==== Excerpted passage ====
LA School Gives iPads To Students; Students Hack Protection; School Freaks Out And Halts iPad Program

from the to-the-surprise-of-no-one-but-the-school-district dept

Technology: what could often be the best friend of educators is usually treated as their worst enemy. Even when school districts make potentially positive steps, they’re often undone by either the paranoia that giving kids access to the outside world will be permanently destructive or by failing to understand the consequences, especially the unintended ones, of putting technology in the hands of their students.

Case in point: the rollout (and now, possible rollback) of iPads to Los Angeles schools.

Following news that students at a Los Angeles high school had hacked district-issued iPads and were using them for personal use, district officials have halted home use of the Apple tablets until further notice.

It took exactly one week for nearly 300 students at Theodore Roosevelt High School to hack through security so they could surf the Web on their new school-issued iPads, raising new concerns about a plan to distribute the devices to all students in the district.

“Outside of the district’s network … a user is free to download content and applications and browse the Internet without restriction,” two senior administrators said in a memo to the Board of education and L.A. schools Supt. John Deasy. “As student safety is of paramount concern, breach of the … system must not occur.”

The only way the school district did not see this coming is through institutional blindness. Despite all evidence to the contrary, it expected students to use the devices only as intended, even when completely unsupervised. This is built on the assumption that instructions are rarely questioned and limits are rarely tested. The administrators aren’t stupid but they are prone to believing their authority has more influence on students than it actually does. (This isn’t completely unlike the blindness exhibited by parents who take very active steps to raise their kids to be drug and alcohol-free. and then are shocked when their kids experiment with the forbidden substances anyway.)

The second issue here is how easily the “protection” was hacked.

Roosevelt students matter-of-factly explained their technique Tuesday outside school. The trick, they said, was to delete their personal profile information. With the profile deleted, a student was free to surf.
==== Raw records ====
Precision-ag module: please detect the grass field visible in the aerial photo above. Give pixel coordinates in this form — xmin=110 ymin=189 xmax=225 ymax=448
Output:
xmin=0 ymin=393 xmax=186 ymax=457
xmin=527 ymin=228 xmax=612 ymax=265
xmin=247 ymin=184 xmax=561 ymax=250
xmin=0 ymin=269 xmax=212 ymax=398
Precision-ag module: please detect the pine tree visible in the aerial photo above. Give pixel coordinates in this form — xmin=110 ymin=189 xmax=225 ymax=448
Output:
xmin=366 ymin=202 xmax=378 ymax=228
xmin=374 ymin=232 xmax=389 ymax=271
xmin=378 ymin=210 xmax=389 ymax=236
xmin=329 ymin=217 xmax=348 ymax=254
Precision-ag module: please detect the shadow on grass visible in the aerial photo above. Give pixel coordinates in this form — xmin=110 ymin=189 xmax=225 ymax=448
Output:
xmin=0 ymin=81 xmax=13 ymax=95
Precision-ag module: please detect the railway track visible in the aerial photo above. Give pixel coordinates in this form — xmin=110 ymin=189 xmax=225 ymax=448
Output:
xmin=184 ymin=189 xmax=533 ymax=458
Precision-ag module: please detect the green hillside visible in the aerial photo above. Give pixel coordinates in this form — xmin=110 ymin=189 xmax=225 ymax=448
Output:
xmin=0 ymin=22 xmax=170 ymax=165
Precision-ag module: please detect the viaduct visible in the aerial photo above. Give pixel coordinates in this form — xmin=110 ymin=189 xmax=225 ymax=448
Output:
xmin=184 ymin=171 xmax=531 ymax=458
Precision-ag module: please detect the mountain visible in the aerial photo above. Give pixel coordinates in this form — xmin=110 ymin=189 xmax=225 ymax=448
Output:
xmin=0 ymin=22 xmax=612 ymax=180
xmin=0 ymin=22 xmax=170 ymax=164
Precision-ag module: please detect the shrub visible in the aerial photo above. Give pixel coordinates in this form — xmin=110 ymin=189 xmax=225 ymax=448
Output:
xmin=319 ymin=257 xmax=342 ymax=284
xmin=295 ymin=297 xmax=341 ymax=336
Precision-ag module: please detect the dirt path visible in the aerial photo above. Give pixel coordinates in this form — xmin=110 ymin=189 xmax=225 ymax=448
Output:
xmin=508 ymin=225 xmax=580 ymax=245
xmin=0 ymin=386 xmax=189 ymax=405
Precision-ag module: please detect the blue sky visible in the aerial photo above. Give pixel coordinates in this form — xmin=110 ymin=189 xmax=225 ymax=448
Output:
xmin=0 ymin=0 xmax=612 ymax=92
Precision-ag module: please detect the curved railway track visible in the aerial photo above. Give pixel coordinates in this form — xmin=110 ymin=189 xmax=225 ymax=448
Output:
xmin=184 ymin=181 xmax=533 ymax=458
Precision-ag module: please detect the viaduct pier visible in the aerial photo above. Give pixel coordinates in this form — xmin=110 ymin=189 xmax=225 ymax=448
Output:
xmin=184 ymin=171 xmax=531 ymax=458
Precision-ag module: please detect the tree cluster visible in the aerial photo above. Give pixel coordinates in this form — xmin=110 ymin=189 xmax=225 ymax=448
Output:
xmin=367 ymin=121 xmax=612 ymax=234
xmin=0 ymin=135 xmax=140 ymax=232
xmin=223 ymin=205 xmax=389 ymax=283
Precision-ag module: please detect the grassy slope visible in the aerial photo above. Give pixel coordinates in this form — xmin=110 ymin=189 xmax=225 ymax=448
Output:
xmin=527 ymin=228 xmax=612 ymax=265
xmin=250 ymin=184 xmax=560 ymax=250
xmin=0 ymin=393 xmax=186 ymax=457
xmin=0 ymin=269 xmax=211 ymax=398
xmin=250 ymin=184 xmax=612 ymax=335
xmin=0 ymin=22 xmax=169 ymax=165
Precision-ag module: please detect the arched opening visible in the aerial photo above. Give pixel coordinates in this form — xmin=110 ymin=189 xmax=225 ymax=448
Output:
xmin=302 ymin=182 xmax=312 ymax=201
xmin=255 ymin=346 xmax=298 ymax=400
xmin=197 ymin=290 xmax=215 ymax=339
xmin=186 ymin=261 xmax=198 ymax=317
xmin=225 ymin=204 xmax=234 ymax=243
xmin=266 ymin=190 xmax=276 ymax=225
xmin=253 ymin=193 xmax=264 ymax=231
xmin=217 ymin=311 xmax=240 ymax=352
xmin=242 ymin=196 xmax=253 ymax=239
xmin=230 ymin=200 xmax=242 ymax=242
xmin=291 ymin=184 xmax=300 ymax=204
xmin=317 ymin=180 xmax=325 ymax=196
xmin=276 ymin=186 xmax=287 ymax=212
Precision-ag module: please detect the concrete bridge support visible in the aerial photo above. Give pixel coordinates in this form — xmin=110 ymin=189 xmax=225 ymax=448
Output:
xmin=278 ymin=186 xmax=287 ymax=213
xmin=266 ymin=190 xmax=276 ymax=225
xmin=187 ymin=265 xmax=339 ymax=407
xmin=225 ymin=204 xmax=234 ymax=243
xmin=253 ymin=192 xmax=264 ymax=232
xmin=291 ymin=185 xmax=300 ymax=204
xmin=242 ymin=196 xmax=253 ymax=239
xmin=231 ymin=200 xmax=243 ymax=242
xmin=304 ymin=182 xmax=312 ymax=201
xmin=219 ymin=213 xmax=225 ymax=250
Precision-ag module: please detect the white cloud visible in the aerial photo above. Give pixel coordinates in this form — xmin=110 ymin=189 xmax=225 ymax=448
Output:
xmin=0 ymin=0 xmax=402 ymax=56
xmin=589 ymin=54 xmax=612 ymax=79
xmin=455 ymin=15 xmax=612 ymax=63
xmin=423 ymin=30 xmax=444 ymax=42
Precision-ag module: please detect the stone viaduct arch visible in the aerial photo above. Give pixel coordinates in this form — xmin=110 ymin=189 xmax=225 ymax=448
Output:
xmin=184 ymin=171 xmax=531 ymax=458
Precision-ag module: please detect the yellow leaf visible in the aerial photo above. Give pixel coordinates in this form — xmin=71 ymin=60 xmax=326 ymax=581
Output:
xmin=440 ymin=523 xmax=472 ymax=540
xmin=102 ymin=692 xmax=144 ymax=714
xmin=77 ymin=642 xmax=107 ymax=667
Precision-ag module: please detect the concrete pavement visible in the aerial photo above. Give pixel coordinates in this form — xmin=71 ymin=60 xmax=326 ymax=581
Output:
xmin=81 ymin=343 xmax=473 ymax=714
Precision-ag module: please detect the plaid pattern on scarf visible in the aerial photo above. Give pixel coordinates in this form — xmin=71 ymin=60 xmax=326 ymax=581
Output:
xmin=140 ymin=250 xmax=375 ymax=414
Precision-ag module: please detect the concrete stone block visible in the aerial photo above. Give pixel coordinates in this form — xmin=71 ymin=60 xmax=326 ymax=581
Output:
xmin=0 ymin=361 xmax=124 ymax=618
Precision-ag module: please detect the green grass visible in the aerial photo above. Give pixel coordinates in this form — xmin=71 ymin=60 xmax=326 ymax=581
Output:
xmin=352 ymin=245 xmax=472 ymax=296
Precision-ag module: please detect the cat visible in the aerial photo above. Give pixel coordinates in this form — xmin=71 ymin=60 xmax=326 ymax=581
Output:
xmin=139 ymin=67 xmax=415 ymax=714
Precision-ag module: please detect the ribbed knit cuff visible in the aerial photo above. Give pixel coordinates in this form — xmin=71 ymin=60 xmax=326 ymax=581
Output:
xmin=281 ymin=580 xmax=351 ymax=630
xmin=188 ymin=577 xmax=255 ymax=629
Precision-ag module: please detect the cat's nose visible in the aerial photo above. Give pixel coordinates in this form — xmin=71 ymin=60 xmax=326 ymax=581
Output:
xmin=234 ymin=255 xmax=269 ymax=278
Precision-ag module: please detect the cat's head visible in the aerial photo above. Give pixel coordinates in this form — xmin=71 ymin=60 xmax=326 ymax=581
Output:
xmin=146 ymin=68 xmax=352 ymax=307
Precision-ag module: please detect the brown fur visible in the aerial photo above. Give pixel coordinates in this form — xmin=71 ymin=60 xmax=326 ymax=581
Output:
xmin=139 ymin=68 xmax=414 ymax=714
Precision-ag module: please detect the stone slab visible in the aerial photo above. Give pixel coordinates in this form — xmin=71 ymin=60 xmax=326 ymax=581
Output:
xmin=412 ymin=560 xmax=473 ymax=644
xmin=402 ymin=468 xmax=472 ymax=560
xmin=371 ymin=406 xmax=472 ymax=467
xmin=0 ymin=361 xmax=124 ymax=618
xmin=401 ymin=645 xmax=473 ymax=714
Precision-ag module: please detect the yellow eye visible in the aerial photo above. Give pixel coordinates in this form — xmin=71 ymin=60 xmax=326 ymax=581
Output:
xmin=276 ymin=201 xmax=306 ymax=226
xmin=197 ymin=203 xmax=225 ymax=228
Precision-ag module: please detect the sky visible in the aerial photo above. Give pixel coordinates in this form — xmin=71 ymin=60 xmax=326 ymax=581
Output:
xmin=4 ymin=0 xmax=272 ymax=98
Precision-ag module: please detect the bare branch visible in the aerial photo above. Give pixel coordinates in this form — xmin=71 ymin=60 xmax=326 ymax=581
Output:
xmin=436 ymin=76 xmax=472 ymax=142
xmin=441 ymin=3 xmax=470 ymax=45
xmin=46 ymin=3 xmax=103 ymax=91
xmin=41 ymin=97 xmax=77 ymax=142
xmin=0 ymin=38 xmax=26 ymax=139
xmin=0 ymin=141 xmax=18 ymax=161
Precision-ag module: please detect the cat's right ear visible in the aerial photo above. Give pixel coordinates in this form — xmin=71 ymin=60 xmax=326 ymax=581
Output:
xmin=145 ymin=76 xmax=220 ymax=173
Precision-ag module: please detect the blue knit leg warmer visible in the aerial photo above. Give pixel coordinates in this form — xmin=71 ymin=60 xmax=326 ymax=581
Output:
====
Exercise. Reproduce word for word the stretch of the article about Los Angeles students hacking their school iPads from "LA School Gives" through "Los Angeles schools.".

Solution.
LA School Gives iPads To Students; Students Hack Protection; School Freaks Out And Halts iPad Program

from the to-the-surprise-of-no-one-but-the-school-district dept

Technology: what could often be the best friend of educators is usually treated as their worst enemy. Even when school districts make potentially positive steps, they’re often undone by either the paranoia that giving kids access to the outside world will be permanently destructive or by failing to understand the consequences, especially the unintended ones, of putting technology in the hands of their students.

Case in point: the rollout (and now, possible rollback) of iPads to Los Angeles schools.